Material fornecido:
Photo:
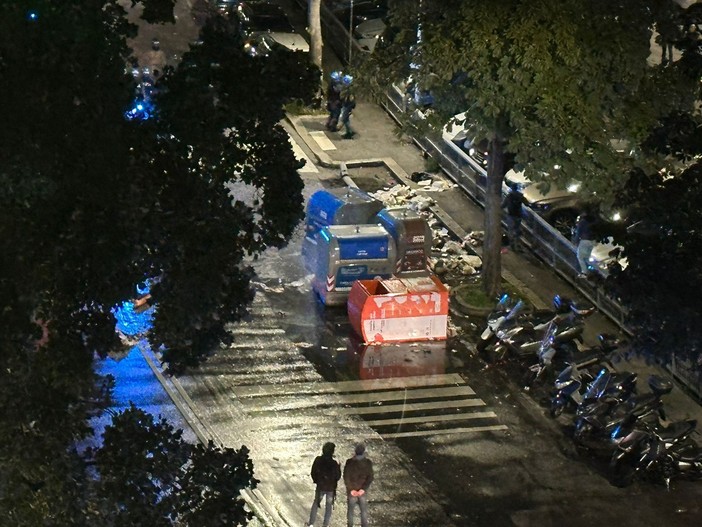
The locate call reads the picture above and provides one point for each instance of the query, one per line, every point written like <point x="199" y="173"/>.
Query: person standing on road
<point x="326" y="472"/>
<point x="585" y="240"/>
<point x="334" y="101"/>
<point x="513" y="205"/>
<point x="358" y="476"/>
<point x="348" y="103"/>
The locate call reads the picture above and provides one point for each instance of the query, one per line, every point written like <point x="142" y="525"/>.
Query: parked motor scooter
<point x="572" y="382"/>
<point x="524" y="339"/>
<point x="504" y="313"/>
<point x="597" y="420"/>
<point x="665" y="452"/>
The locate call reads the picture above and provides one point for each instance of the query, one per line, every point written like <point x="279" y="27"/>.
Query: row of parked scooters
<point x="610" y="417"/>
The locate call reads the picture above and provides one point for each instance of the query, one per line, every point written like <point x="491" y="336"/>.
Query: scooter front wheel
<point x="622" y="471"/>
<point x="583" y="430"/>
<point x="557" y="406"/>
<point x="483" y="343"/>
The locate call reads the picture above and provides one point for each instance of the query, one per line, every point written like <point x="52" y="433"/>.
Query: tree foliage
<point x="93" y="204"/>
<point x="551" y="82"/>
<point x="663" y="247"/>
<point x="147" y="475"/>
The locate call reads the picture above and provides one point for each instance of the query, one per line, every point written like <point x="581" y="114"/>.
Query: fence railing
<point x="543" y="240"/>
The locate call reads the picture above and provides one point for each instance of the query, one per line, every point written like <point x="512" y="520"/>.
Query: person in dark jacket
<point x="326" y="472"/>
<point x="513" y="205"/>
<point x="334" y="100"/>
<point x="358" y="476"/>
<point x="348" y="103"/>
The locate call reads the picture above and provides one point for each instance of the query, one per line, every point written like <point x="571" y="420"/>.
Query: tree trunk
<point x="315" y="29"/>
<point x="492" y="261"/>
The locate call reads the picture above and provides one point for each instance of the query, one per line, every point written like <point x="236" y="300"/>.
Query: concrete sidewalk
<point x="377" y="143"/>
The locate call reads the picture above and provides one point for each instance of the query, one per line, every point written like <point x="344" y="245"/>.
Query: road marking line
<point x="309" y="166"/>
<point x="307" y="400"/>
<point x="413" y="407"/>
<point x="243" y="330"/>
<point x="430" y="419"/>
<point x="444" y="431"/>
<point x="349" y="386"/>
<point x="322" y="140"/>
<point x="381" y="409"/>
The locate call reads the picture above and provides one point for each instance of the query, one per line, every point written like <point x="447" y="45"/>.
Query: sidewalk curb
<point x="399" y="174"/>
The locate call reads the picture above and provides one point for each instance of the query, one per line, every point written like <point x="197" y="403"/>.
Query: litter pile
<point x="448" y="255"/>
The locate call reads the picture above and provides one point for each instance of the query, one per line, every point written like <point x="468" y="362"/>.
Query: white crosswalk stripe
<point x="396" y="407"/>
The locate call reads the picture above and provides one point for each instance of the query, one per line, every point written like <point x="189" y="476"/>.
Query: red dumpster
<point x="399" y="309"/>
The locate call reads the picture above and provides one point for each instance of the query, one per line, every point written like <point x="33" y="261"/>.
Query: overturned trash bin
<point x="346" y="253"/>
<point x="413" y="239"/>
<point x="399" y="309"/>
<point x="340" y="206"/>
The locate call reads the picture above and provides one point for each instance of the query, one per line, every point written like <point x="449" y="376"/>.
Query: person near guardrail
<point x="348" y="103"/>
<point x="334" y="100"/>
<point x="585" y="238"/>
<point x="512" y="203"/>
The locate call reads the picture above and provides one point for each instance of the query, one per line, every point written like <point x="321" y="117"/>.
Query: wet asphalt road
<point x="485" y="449"/>
<point x="469" y="435"/>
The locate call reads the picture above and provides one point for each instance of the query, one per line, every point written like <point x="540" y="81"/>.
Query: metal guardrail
<point x="545" y="241"/>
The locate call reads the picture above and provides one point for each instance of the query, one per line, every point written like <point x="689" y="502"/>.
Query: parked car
<point x="263" y="18"/>
<point x="557" y="205"/>
<point x="369" y="32"/>
<point x="459" y="136"/>
<point x="362" y="12"/>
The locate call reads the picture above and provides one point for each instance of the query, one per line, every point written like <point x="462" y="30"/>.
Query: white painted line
<point x="322" y="140"/>
<point x="243" y="330"/>
<point x="430" y="419"/>
<point x="411" y="407"/>
<point x="307" y="400"/>
<point x="445" y="431"/>
<point x="309" y="166"/>
<point x="350" y="386"/>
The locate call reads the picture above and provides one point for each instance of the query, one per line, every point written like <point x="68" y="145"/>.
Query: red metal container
<point x="399" y="309"/>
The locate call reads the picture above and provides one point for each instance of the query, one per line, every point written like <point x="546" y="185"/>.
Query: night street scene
<point x="391" y="263"/>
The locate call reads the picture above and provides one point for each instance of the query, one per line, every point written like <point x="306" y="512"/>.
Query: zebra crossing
<point x="275" y="384"/>
<point x="395" y="407"/>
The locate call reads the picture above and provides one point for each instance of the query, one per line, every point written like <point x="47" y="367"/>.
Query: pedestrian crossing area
<point x="270" y="378"/>
<point x="396" y="407"/>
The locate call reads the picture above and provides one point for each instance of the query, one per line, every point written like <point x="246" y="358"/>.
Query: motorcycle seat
<point x="677" y="429"/>
<point x="689" y="453"/>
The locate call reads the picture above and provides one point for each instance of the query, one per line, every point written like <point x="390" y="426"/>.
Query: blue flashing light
<point x="141" y="111"/>
<point x="615" y="432"/>
<point x="144" y="288"/>
<point x="131" y="322"/>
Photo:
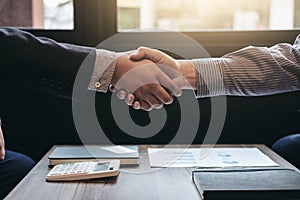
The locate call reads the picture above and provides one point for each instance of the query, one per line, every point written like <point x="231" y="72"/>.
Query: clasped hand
<point x="147" y="79"/>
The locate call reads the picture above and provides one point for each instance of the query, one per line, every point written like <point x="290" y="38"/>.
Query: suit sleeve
<point x="43" y="64"/>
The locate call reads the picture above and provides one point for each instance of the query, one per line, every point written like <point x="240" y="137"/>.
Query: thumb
<point x="147" y="53"/>
<point x="2" y="153"/>
<point x="139" y="54"/>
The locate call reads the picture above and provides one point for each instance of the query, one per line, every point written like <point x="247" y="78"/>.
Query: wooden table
<point x="133" y="183"/>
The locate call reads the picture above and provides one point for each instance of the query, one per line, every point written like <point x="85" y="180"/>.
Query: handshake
<point x="149" y="78"/>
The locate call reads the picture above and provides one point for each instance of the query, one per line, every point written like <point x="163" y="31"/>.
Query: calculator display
<point x="101" y="167"/>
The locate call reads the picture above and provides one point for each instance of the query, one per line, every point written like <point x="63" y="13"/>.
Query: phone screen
<point x="102" y="167"/>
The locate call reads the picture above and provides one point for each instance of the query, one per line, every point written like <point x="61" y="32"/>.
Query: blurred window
<point x="197" y="15"/>
<point x="37" y="14"/>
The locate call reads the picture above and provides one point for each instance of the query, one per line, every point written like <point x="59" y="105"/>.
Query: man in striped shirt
<point x="252" y="71"/>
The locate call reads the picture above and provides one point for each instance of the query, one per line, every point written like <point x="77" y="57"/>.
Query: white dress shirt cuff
<point x="103" y="70"/>
<point x="210" y="77"/>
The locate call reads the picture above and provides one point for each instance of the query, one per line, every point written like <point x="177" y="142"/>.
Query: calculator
<point x="84" y="170"/>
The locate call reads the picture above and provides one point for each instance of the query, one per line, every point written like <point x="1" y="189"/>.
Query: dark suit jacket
<point x="38" y="63"/>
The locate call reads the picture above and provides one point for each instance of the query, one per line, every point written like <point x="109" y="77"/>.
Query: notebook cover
<point x="248" y="184"/>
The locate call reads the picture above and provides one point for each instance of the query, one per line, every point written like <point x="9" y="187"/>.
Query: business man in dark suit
<point x="43" y="64"/>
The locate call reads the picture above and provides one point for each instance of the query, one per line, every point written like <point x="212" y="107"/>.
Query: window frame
<point x="96" y="20"/>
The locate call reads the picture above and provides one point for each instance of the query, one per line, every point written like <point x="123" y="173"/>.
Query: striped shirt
<point x="252" y="71"/>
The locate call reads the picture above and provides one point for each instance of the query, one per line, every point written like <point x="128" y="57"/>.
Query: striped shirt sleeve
<point x="252" y="71"/>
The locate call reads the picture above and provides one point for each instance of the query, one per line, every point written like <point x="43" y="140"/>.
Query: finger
<point x="144" y="105"/>
<point x="169" y="84"/>
<point x="136" y="105"/>
<point x="2" y="153"/>
<point x="163" y="96"/>
<point x="121" y="94"/>
<point x="112" y="88"/>
<point x="130" y="99"/>
<point x="151" y="100"/>
<point x="147" y="53"/>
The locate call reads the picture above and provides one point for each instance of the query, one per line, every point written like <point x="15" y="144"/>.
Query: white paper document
<point x="209" y="157"/>
<point x="119" y="149"/>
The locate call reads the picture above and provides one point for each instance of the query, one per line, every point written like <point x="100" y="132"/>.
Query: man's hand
<point x="182" y="72"/>
<point x="2" y="144"/>
<point x="144" y="81"/>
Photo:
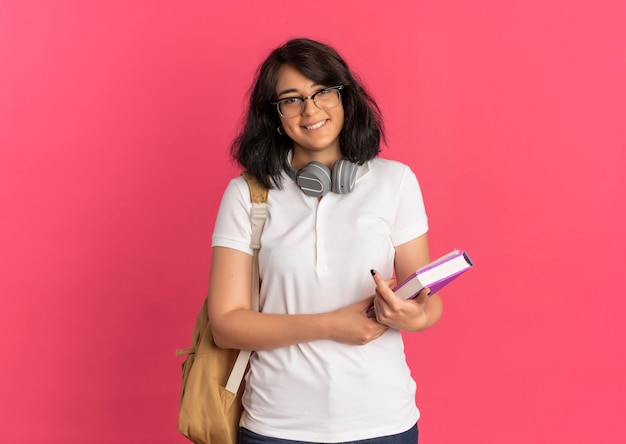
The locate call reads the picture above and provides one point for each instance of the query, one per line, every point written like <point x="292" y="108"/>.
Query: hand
<point x="350" y="325"/>
<point x="395" y="312"/>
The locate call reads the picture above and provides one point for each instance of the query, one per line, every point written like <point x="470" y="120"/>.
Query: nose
<point x="309" y="106"/>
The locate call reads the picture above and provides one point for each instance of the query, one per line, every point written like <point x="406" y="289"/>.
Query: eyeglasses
<point x="325" y="99"/>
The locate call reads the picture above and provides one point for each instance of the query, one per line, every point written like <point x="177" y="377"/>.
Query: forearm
<point x="430" y="315"/>
<point x="250" y="330"/>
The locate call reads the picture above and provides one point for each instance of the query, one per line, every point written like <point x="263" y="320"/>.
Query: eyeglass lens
<point x="325" y="100"/>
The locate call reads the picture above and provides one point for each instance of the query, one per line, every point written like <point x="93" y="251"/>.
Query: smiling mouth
<point x="317" y="125"/>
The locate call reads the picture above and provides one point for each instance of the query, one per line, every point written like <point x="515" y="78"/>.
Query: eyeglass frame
<point x="338" y="88"/>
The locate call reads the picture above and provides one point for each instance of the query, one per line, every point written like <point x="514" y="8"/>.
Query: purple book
<point x="435" y="276"/>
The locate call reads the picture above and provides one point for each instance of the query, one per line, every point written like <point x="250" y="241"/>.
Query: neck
<point x="301" y="158"/>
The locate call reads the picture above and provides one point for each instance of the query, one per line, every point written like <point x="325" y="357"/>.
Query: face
<point x="315" y="133"/>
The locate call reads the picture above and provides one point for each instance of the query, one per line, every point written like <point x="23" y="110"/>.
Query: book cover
<point x="435" y="276"/>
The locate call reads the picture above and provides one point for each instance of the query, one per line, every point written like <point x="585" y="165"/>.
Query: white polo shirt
<point x="316" y="257"/>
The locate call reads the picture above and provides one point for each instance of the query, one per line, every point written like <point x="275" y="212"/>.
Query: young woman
<point x="340" y="221"/>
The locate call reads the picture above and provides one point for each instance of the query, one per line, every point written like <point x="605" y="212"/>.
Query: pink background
<point x="115" y="121"/>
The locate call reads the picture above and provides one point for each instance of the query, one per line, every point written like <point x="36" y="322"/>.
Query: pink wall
<point x="115" y="119"/>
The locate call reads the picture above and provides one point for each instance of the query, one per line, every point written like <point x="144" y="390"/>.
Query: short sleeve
<point x="232" y="226"/>
<point x="410" y="219"/>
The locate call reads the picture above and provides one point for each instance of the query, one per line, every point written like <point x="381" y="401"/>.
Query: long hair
<point x="260" y="150"/>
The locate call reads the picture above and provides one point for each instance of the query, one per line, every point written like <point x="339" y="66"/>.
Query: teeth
<point x="317" y="125"/>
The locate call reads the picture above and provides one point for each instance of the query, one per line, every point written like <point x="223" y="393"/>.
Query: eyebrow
<point x="292" y="90"/>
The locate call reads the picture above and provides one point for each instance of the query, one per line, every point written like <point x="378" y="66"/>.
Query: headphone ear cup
<point x="314" y="179"/>
<point x="343" y="176"/>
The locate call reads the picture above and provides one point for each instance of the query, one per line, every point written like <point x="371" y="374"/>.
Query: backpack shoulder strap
<point x="258" y="215"/>
<point x="258" y="192"/>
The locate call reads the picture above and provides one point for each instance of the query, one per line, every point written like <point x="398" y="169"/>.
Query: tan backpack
<point x="210" y="396"/>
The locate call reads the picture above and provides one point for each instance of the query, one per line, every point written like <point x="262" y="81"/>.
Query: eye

Objetivo do exercício:
Mostre todas as linhas do material acima em que aparece a palavra "pink".

Solução completa:
Query: pink background
Query: pink wall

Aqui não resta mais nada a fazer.